- TEXT SHOWN
-- Start --

Despite the sheer power of the planter elite, there was also significant government support for the rudiments of a mass middle class- a “social contract,” primarily economic in nature, that gave ordinary citizens a stake in their own government and paved the way for economic opportunity. This first social contract was based off of two federal policies- Hamilton’s financial system, which opened up opportunities for even the lowest rung of society to gain access to capital and improve their station, and the land grants in the Old Northwest, by which the federal government sold land to farmers relatively cheaply. Easy credit and cheap land were a very simple social contract compared to what would follow, to be sure; but they set the standard that the federal government would set up institutions to help the little guy.
But even as the government offered up opportunities for class mobility, the political institutions of the First Republic were solidly aristocratic. Party structures were set up in solidly aristocratic ways, in what Morton Keller terms a “deferential-republican regime.” Property ownership was necessary for political participation, as was some degree of social status. This would begin to change under the Jackson Reformation, but even then, the presence of great orators who littered their speeches with classical allusions was testimony to the fundamentally elitist character of the political institutions of this time.
Finally, there was Washington’s American System, an economic arrangement that would be carried on by Thomas Jefferson and Albert Gallatin, Henry Clay and John Quincy Adams, and many other Republicans and Whigs. The economy of the fledgling nation was structured around three main pillars: a national bank and centralized financial system, protections of “infant industries,” and federal support for “internal improvements” to bind the nation together. This national economic strategy favored all sectors of the economy, allowing planters and farmers to transport their goods, giving support to infant manufacturing industries, and keeping a stable financial system attractive to foreign investment. By the 1830s and 1840s, American economic strength would be recognized as among the foremost in the world.
Despite its clear effectiveness, the institutions of the First Republic would soon begin to decay under their own weight and in response to American expansion. The people would notice, and a new reformer- General Andrew Jackson- would rise up and reform, without revolutionizing, the institutions of the Republic.

-- End --

(Source records)
-- Start --

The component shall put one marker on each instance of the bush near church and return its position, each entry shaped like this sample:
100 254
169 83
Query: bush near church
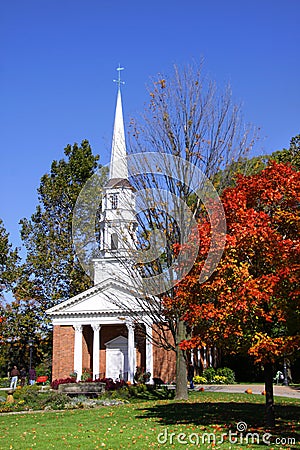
220 376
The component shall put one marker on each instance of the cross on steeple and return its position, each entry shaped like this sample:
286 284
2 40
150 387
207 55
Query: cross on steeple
119 81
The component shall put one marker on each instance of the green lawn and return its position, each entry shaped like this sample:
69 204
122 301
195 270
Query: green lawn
143 425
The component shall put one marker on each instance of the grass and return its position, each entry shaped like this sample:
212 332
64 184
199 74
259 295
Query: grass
138 425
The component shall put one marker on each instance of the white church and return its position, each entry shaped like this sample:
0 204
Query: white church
91 331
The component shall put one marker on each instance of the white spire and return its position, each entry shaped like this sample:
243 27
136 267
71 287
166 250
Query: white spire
118 163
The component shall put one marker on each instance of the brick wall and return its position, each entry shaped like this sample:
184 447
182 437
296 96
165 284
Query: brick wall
164 362
63 351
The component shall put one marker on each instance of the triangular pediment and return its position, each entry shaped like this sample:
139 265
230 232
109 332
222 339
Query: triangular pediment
108 297
119 341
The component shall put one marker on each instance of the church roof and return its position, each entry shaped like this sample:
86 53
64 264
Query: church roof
108 298
119 182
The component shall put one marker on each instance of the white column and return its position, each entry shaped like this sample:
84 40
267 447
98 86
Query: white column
149 351
131 352
78 351
96 347
204 358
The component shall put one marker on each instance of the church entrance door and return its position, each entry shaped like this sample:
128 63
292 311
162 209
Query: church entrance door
117 358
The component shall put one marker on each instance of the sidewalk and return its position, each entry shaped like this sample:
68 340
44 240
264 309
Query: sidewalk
283 391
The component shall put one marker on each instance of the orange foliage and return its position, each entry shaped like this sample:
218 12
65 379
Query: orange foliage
251 302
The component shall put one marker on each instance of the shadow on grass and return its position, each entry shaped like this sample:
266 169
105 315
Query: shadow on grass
224 414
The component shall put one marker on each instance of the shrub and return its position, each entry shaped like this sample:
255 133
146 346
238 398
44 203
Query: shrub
209 374
220 379
4 382
227 373
199 380
223 375
56 383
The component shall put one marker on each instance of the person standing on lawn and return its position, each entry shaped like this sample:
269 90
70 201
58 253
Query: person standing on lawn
14 377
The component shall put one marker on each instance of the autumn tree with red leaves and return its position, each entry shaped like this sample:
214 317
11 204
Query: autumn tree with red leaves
251 302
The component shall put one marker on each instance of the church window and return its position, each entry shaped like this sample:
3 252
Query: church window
114 201
114 241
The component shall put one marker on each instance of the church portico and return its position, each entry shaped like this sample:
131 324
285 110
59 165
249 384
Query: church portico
111 350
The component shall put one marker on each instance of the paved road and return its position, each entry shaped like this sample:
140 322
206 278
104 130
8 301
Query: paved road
284 391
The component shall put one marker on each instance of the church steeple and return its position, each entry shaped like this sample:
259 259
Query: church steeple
118 163
117 223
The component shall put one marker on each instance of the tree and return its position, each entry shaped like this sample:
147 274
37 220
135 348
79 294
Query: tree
51 272
8 261
187 118
252 302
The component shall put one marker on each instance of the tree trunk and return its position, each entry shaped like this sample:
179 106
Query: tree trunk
181 377
270 415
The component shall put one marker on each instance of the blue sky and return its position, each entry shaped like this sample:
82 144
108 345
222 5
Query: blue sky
58 60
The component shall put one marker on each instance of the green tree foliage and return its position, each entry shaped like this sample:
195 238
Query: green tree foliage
8 260
256 164
51 272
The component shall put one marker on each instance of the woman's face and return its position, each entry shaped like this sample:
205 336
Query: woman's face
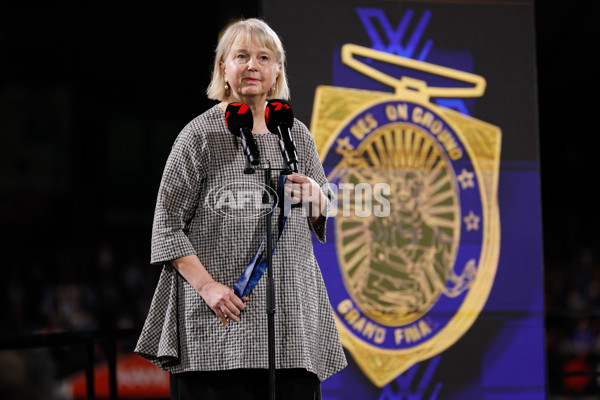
250 71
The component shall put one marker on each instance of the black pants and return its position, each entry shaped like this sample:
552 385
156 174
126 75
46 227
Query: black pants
245 384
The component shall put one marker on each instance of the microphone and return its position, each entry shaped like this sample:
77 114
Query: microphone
239 121
280 119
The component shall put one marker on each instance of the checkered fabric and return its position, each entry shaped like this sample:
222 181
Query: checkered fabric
181 332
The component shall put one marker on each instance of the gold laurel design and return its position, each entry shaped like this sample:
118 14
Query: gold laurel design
333 109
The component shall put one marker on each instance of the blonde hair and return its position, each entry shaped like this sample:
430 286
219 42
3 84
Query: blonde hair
259 33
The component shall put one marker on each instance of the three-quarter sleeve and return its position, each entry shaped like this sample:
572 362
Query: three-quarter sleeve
178 196
314 169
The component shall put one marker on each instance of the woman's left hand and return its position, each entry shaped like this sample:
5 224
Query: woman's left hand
303 189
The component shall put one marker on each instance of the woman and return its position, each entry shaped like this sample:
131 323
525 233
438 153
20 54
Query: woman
203 252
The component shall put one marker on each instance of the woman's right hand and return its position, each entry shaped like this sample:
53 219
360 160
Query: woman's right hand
223 301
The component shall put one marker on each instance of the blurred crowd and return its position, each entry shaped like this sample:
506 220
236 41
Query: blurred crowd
117 295
573 325
42 299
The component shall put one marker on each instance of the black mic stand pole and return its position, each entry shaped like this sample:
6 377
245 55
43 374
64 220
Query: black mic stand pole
270 293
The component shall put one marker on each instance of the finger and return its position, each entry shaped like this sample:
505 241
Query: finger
238 303
222 317
232 312
296 178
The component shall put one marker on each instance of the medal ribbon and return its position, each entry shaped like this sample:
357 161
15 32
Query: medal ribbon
256 268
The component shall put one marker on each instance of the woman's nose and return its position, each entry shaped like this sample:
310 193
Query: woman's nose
251 63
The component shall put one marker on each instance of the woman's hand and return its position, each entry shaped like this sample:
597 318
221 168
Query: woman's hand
223 301
220 298
303 189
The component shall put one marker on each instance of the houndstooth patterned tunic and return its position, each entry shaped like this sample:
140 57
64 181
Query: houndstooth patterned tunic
181 332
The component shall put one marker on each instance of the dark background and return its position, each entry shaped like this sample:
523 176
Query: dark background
92 96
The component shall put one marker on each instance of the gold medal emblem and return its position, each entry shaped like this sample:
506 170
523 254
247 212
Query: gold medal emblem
413 281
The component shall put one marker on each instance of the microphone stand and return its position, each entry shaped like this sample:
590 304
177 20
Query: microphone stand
270 293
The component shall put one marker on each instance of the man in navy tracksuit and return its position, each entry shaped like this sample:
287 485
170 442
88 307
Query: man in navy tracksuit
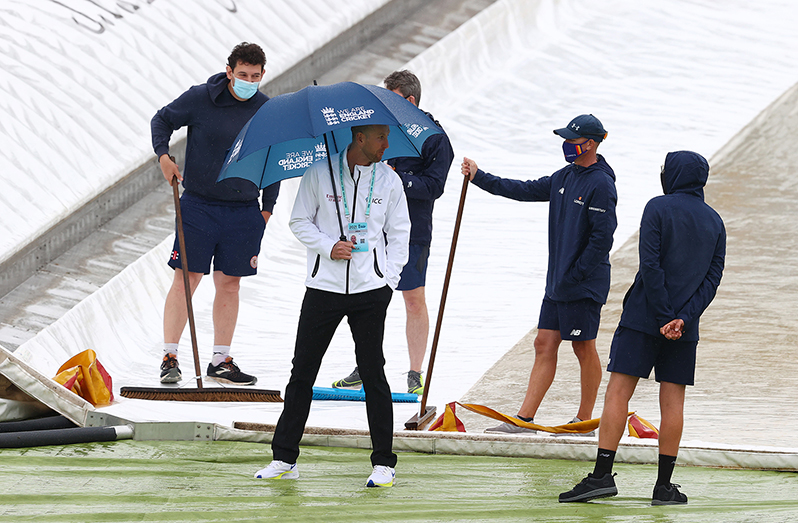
222 221
582 221
682 252
424 178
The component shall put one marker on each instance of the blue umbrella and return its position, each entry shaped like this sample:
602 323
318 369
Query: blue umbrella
292 131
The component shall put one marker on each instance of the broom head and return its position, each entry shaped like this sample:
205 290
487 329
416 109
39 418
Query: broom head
219 394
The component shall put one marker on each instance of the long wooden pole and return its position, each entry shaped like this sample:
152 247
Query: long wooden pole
445 292
186 283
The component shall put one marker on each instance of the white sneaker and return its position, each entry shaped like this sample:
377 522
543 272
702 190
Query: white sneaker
278 470
381 476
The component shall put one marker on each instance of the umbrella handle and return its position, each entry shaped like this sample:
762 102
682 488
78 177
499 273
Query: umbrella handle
446 279
335 195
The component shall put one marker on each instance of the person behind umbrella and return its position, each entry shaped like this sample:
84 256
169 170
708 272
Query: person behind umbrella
346 279
424 179
682 249
222 221
582 221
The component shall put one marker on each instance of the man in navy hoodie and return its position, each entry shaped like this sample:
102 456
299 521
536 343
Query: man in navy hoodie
222 221
582 221
682 251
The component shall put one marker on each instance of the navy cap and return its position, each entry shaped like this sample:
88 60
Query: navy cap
583 126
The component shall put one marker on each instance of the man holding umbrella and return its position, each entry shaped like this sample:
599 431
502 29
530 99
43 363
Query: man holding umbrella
222 221
346 278
582 221
424 178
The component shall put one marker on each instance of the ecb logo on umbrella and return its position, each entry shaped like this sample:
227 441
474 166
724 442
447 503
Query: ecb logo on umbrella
236 149
329 116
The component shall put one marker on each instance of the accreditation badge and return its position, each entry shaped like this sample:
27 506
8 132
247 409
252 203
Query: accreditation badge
359 235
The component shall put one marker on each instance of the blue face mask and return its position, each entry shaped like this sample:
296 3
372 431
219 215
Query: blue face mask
244 90
573 151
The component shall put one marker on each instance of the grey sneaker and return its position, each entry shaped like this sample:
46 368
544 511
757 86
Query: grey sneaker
170 372
591 488
507 428
590 434
352 381
415 383
228 372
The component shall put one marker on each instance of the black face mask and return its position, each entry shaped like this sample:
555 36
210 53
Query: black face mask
572 151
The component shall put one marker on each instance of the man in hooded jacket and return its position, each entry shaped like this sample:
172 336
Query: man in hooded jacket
582 221
682 250
222 221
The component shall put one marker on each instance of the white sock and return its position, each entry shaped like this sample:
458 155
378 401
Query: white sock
220 353
170 348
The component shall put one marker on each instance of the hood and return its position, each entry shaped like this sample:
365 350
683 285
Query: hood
217 85
684 172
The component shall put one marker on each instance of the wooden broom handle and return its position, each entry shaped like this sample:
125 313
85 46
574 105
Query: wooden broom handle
186 283
446 279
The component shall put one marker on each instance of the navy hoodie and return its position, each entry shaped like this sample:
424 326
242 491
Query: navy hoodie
581 224
424 178
214 118
682 252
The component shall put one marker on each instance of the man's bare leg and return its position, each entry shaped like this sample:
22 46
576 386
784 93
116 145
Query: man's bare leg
671 406
225 307
590 376
616 406
417 326
175 315
547 343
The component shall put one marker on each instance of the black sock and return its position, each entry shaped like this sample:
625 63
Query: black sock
604 460
665 470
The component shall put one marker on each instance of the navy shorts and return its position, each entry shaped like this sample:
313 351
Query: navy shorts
414 273
635 353
229 233
576 320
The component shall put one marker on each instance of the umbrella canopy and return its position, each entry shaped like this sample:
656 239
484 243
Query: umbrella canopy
287 133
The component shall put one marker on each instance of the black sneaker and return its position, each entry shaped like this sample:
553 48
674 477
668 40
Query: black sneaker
415 383
170 372
228 372
668 495
352 381
591 488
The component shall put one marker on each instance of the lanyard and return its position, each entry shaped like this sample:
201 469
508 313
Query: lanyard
343 190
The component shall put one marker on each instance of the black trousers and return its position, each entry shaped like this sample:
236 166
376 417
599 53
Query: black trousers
321 314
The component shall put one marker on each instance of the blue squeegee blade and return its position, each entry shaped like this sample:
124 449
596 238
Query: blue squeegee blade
327 393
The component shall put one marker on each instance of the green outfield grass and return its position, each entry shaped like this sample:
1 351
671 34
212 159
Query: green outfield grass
185 481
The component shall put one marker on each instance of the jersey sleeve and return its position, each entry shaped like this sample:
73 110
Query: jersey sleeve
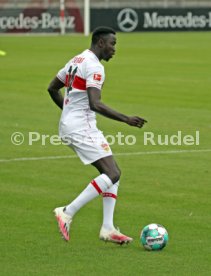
95 76
61 75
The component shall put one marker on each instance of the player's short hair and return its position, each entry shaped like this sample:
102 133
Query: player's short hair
100 32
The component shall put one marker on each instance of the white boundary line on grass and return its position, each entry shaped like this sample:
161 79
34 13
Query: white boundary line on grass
116 154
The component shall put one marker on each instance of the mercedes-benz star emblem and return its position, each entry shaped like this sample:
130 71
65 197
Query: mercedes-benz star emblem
127 20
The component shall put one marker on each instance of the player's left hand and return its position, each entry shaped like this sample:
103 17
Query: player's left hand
136 121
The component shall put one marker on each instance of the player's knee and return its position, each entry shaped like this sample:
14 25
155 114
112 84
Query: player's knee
115 175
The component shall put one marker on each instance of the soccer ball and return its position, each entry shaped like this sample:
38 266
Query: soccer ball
154 237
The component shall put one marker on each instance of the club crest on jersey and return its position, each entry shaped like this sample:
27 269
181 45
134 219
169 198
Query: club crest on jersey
105 147
97 77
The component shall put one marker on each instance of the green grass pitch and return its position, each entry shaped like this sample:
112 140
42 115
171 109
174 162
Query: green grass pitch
164 77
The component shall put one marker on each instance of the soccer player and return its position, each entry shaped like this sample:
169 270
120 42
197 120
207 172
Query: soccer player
83 77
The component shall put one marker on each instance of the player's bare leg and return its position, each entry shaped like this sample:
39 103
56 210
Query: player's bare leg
108 232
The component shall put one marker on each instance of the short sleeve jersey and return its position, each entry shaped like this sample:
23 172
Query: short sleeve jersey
81 72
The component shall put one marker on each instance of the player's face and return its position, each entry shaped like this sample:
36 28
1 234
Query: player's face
108 49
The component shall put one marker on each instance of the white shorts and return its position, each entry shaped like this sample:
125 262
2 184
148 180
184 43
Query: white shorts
90 145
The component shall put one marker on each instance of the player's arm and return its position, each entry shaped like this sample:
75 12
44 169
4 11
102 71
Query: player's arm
55 93
96 105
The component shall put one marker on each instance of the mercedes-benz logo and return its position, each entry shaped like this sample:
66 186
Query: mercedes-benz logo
127 20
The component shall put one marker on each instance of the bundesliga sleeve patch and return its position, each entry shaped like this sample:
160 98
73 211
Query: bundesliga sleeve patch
97 77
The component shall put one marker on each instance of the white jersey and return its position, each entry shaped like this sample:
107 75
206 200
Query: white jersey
81 72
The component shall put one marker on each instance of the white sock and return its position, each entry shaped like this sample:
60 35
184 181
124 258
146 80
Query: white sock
109 201
97 186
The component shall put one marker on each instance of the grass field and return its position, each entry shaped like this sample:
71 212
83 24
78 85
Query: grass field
164 77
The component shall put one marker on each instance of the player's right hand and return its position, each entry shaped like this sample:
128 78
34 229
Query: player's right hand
136 121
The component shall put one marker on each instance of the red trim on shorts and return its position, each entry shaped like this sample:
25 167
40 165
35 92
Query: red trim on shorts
93 182
109 195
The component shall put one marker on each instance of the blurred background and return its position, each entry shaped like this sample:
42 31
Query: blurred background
54 16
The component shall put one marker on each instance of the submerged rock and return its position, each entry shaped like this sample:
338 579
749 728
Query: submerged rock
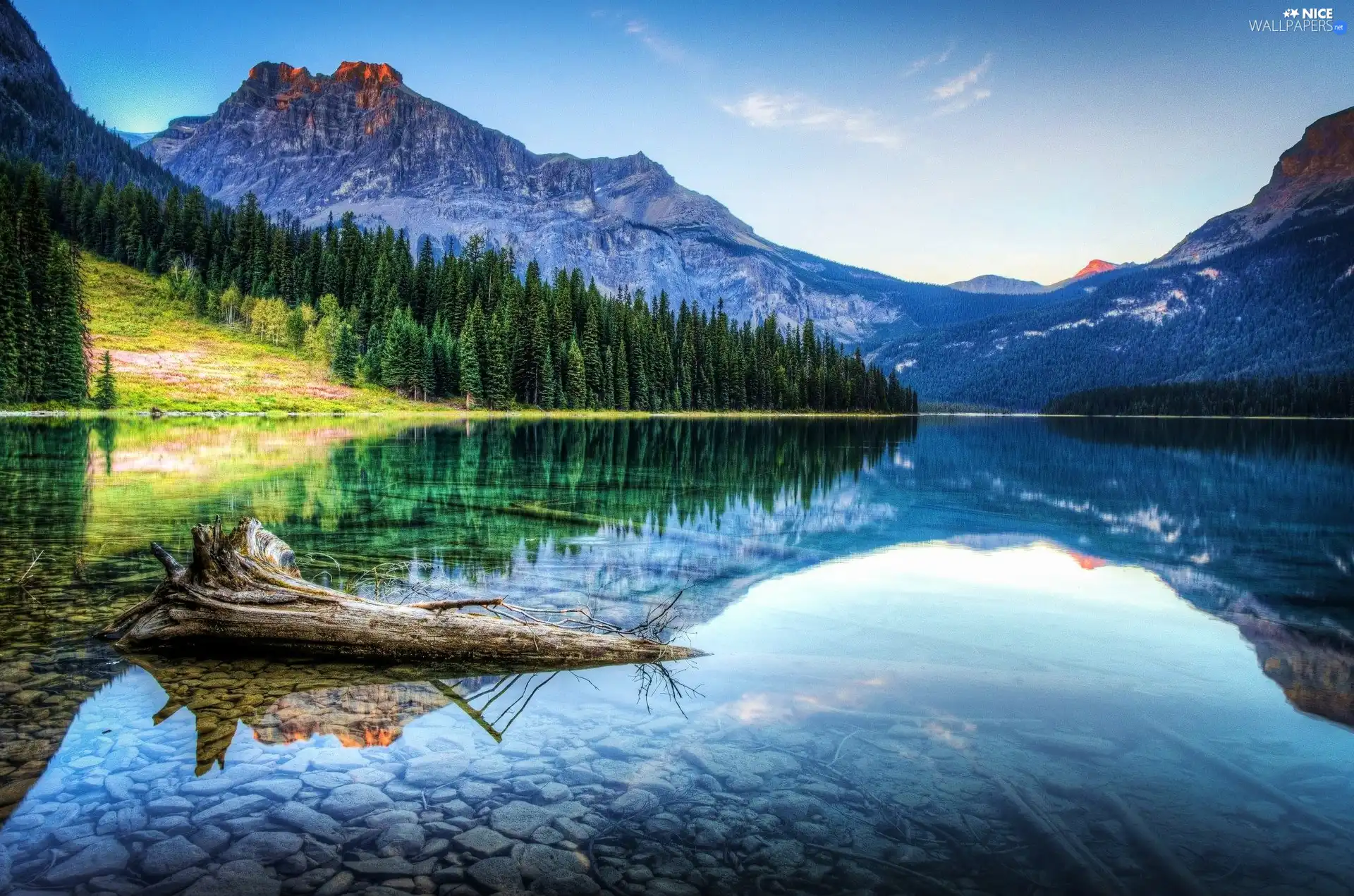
169 857
102 857
496 875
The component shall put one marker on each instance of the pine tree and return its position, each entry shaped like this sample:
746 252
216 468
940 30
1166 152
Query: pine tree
575 376
549 388
67 376
14 313
592 359
346 355
106 388
497 375
622 378
469 352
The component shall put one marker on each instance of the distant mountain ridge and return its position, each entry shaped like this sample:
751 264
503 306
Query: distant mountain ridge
39 121
1312 180
997 285
1267 290
362 141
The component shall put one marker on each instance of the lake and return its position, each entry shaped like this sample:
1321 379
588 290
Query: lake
959 656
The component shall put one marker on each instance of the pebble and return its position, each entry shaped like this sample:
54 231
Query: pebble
229 809
171 856
496 875
435 771
354 800
307 821
264 847
538 860
484 841
519 819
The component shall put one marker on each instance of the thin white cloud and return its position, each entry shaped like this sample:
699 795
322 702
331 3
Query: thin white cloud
962 91
928 61
795 111
654 42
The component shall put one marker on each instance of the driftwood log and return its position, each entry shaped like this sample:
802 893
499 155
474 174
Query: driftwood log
244 589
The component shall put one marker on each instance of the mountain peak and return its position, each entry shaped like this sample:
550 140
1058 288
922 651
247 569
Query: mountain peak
1326 152
1093 267
369 73
1312 179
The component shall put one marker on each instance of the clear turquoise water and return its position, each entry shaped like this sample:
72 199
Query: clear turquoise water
972 656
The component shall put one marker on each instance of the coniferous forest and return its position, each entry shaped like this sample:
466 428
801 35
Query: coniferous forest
378 310
44 338
1310 395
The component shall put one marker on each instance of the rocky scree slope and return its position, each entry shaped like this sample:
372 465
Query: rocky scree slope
362 141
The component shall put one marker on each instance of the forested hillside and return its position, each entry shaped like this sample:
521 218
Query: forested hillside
1314 395
1274 307
42 316
457 326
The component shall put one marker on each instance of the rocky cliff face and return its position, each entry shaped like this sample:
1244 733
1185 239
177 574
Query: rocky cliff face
362 141
39 121
1311 180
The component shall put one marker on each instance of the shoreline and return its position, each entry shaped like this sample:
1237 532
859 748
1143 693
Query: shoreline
456 413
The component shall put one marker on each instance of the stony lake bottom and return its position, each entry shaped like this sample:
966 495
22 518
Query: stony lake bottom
944 657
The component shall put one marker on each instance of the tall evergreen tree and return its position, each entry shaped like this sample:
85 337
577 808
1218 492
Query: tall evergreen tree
575 376
106 388
469 352
346 355
67 372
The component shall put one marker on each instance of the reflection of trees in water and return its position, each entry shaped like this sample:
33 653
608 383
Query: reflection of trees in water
42 478
482 490
1299 440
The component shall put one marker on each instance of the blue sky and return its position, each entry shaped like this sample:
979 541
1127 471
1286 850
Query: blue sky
928 141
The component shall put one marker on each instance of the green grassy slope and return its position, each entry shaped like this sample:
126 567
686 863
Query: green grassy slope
164 357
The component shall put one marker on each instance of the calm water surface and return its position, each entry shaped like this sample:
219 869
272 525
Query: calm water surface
965 657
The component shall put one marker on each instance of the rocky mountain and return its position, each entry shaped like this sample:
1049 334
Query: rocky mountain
360 140
1312 180
994 283
133 137
1265 290
39 121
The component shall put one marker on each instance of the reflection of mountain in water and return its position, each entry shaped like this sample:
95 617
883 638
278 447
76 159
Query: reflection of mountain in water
360 706
1314 668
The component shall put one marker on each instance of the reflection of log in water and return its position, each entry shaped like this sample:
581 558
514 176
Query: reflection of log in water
286 701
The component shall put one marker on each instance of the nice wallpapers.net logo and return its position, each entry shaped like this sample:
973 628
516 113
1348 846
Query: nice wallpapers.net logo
1302 20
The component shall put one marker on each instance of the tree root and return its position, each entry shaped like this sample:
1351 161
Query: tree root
244 589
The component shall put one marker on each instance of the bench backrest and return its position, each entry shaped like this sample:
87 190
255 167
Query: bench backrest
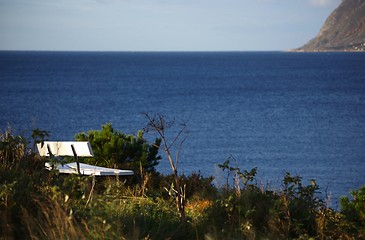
82 149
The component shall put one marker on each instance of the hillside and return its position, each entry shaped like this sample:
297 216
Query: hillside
344 29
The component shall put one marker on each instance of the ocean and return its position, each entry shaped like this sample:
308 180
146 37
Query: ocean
278 111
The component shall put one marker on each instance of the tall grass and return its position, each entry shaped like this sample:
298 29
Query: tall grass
38 204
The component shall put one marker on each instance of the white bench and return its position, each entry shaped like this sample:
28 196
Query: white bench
75 149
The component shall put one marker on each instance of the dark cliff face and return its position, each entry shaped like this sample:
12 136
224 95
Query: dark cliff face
344 29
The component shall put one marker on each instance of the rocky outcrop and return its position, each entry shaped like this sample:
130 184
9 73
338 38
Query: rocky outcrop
344 29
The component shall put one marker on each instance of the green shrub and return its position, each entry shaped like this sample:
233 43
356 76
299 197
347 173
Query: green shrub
115 149
353 212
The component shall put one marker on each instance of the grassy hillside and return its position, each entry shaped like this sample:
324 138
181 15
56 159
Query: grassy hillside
40 204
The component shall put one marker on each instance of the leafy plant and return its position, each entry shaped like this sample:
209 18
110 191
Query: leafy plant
115 149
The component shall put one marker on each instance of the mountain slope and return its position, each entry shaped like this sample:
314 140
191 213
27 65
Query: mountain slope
344 29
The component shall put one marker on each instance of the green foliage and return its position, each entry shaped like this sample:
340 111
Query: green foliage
115 149
12 150
40 204
354 212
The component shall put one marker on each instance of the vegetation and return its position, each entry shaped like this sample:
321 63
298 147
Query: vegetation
40 204
115 149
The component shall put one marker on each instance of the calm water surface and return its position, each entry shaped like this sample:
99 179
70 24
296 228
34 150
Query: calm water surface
297 112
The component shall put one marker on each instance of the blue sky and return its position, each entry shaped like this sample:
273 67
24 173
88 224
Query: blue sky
160 25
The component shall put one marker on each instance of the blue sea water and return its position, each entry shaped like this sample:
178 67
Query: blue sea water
278 111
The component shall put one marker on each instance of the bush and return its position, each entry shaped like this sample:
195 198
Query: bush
115 149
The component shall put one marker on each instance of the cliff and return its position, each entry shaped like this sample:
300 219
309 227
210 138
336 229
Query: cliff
344 29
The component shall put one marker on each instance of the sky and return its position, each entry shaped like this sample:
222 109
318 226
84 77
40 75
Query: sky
161 25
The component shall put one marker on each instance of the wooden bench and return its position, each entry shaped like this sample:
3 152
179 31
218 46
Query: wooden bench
75 149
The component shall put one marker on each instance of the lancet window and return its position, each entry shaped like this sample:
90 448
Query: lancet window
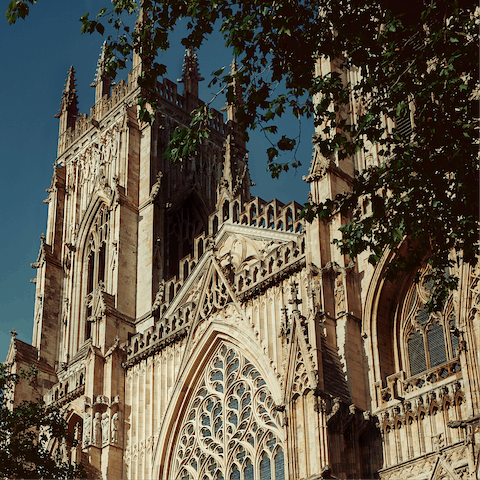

-- End --

- EXERCISE TASK 1
List the three main pillars of the American System named in the passage on the First Republic.
- EXERCISE TASK 2
Reproduce the passage on the First Republic word for word, starting at "But even as" and ending at "of this time.".
- EXERCISE TASK 3
Carry on the passage about the First Republic's institutions, picking up after its final sentence.

- EXERCISE RESULT 1
- A national bank and centralized financial system
- Protections of "infant industries"
- Federal support for "internal improvements" to bind the nation together

- EXERCISE RESULT 2
But even as the government offered up opportunities for class mobility, the political institutions of the First Republic were solidly aristocratic. Party structures were set up in solidly aristocratic ways, in what Morton Keller terms a “deferential-republican regime.” Property ownership was necessary for political participation, as was some degree of social status. This would begin to change under the Jackson Reformation, but even then, the presence of great orators who littered their speeches with classical allusions was testimony to the fundamentally elitist character of the political institutions of this time.

- EXERCISE RESULT 3
Two trends in particular in the early 19th Century brought the largely aristocratic institutions of the First Republic into a state of decay, and they were both aided and abetted by particular institutions contained within the First Republic. These were continental expansion, abetted by the government’s sales of land to farmers and including such adventures as the Oregon purchase and the Mexican War, and the First Industrial Revolution, which the federal government helped to bring about by investments in technologies and protections for infant industries. The continental expansion brought about a sort of economic democracy, with a mass middle class demanding representation. The industrial revolution began to change the balance of power in the American economy and tilt it decisively towards industry, while setting up a newly empowered industrial elite.
Amidst these changes, the planter elite still held power, though it increasingly came under pressure from the rising Jacksonian masses and the newly ascendant industrialists. The invention of the cotton gin and subsequent re-affirmation of slavery’s economic power bolstered the planter elite, and over time it grew more and more reactionary and hostile to the policies of the north. But it still generally called the shots in national policy.
Against this, President Andrew Jackson rode in on a populist wave, fueled by the growing Jacksonian middle class. He and his populist successors improved and expanded on the previously existing “land sale-easy credit” social contract through two main measures- supporting a system of state banks, and drastically increasing the amount of land available to farmers and settlers through Indian Removal, the Mexican War, and the purchase of the Oregon Territory. (Jefferson had done the same through the Louisiana Purchase.) Jackson thereby expanded and preserved the First Republic’s social contract, without fundamentally rethinking it.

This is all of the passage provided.